(Stored data)
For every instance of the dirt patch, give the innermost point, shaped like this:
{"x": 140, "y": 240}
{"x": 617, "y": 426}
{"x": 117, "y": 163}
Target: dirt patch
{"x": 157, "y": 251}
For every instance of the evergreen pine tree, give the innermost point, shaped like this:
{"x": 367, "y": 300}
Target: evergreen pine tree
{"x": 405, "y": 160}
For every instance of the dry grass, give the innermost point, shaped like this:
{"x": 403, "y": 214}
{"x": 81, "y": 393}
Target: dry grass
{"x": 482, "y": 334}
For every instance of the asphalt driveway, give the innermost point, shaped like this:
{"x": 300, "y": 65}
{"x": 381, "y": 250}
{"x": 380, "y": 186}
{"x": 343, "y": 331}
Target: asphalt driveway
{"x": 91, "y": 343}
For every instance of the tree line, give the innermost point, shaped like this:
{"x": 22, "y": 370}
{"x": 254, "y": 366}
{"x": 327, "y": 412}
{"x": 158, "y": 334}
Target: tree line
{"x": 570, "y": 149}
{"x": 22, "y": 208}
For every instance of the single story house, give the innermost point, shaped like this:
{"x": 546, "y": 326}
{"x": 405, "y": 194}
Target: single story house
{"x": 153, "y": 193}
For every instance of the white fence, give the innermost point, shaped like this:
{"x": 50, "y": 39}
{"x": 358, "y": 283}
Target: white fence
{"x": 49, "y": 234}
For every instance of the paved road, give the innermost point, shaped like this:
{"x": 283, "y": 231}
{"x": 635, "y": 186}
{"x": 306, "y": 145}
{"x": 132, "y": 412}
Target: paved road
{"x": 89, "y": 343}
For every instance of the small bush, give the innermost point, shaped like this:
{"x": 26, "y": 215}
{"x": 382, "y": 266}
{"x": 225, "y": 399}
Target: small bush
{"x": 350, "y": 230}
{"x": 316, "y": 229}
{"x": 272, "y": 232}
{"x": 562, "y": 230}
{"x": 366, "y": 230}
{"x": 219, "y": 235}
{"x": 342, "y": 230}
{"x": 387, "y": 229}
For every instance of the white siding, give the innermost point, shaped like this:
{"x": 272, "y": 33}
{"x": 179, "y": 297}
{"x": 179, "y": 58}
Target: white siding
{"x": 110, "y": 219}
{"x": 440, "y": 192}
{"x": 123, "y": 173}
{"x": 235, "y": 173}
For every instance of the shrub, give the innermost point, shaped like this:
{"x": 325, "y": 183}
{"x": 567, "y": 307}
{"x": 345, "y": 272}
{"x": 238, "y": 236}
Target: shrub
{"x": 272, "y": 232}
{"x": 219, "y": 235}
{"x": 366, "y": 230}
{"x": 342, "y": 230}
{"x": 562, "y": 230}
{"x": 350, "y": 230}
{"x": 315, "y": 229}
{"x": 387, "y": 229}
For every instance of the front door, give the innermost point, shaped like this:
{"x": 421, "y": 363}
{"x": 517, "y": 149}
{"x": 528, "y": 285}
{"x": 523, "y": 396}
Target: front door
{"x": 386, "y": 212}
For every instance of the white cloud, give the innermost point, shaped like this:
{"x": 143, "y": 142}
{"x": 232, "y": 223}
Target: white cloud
(End Stored data)
> _Work task_
Copy the whole listing down exactly.

> _Response_
For every instance of the dirt patch, give the innermost point, shaped like this:
{"x": 140, "y": 240}
{"x": 617, "y": 426}
{"x": 117, "y": 163}
Target: dirt patch
{"x": 157, "y": 251}
For every instance of the evergreen pine tree, give the innermost point, shaped like this:
{"x": 367, "y": 300}
Target: evergreen pine tree
{"x": 405, "y": 160}
For every instance of the dry grass, give the innermost point, shaped like this:
{"x": 403, "y": 214}
{"x": 81, "y": 393}
Target: dry grass
{"x": 482, "y": 334}
For every instance of the asphalt driveway, give the innermost point, shaped like this:
{"x": 300, "y": 65}
{"x": 381, "y": 250}
{"x": 380, "y": 186}
{"x": 343, "y": 331}
Target: asphalt driveway
{"x": 91, "y": 343}
For every instance of the tree line, give the innermost point, shaped like this:
{"x": 22, "y": 370}
{"x": 254, "y": 366}
{"x": 327, "y": 412}
{"x": 158, "y": 334}
Target: tree line
{"x": 570, "y": 149}
{"x": 22, "y": 208}
For every instance of the single story house, give the innermost point, shaped like this:
{"x": 546, "y": 326}
{"x": 405, "y": 194}
Target: single story house
{"x": 153, "y": 193}
For every instance of the white fence, give the innermost point, shaped like this:
{"x": 50, "y": 39}
{"x": 358, "y": 283}
Target: white fence
{"x": 49, "y": 234}
For every instance of the paved road, give the innermost point, shaped like this:
{"x": 283, "y": 231}
{"x": 635, "y": 186}
{"x": 306, "y": 145}
{"x": 132, "y": 412}
Target: paved road
{"x": 89, "y": 343}
For every instance of the small bush, give the innermost point, shaped like this:
{"x": 26, "y": 215}
{"x": 382, "y": 266}
{"x": 225, "y": 399}
Target: small bush
{"x": 350, "y": 230}
{"x": 316, "y": 229}
{"x": 272, "y": 232}
{"x": 562, "y": 230}
{"x": 366, "y": 230}
{"x": 219, "y": 235}
{"x": 342, "y": 230}
{"x": 387, "y": 229}
For every instance of the white siding, give the innermost point, shaped like this:
{"x": 272, "y": 33}
{"x": 179, "y": 297}
{"x": 179, "y": 58}
Target: white siding
{"x": 110, "y": 219}
{"x": 440, "y": 192}
{"x": 123, "y": 173}
{"x": 235, "y": 173}
For every instance of the shrub, give the innermost point, shaped like this:
{"x": 325, "y": 183}
{"x": 567, "y": 307}
{"x": 345, "y": 272}
{"x": 238, "y": 236}
Target: shrub
{"x": 272, "y": 232}
{"x": 219, "y": 235}
{"x": 366, "y": 230}
{"x": 342, "y": 230}
{"x": 562, "y": 230}
{"x": 350, "y": 230}
{"x": 315, "y": 229}
{"x": 387, "y": 229}
For every instance of the front door, give the innermost point, shaped like this:
{"x": 421, "y": 363}
{"x": 517, "y": 149}
{"x": 528, "y": 285}
{"x": 523, "y": 396}
Target: front door
{"x": 386, "y": 212}
For every instance of the white cloud, give the innermost point, shaped like this:
{"x": 143, "y": 142}
{"x": 232, "y": 223}
Target: white cloud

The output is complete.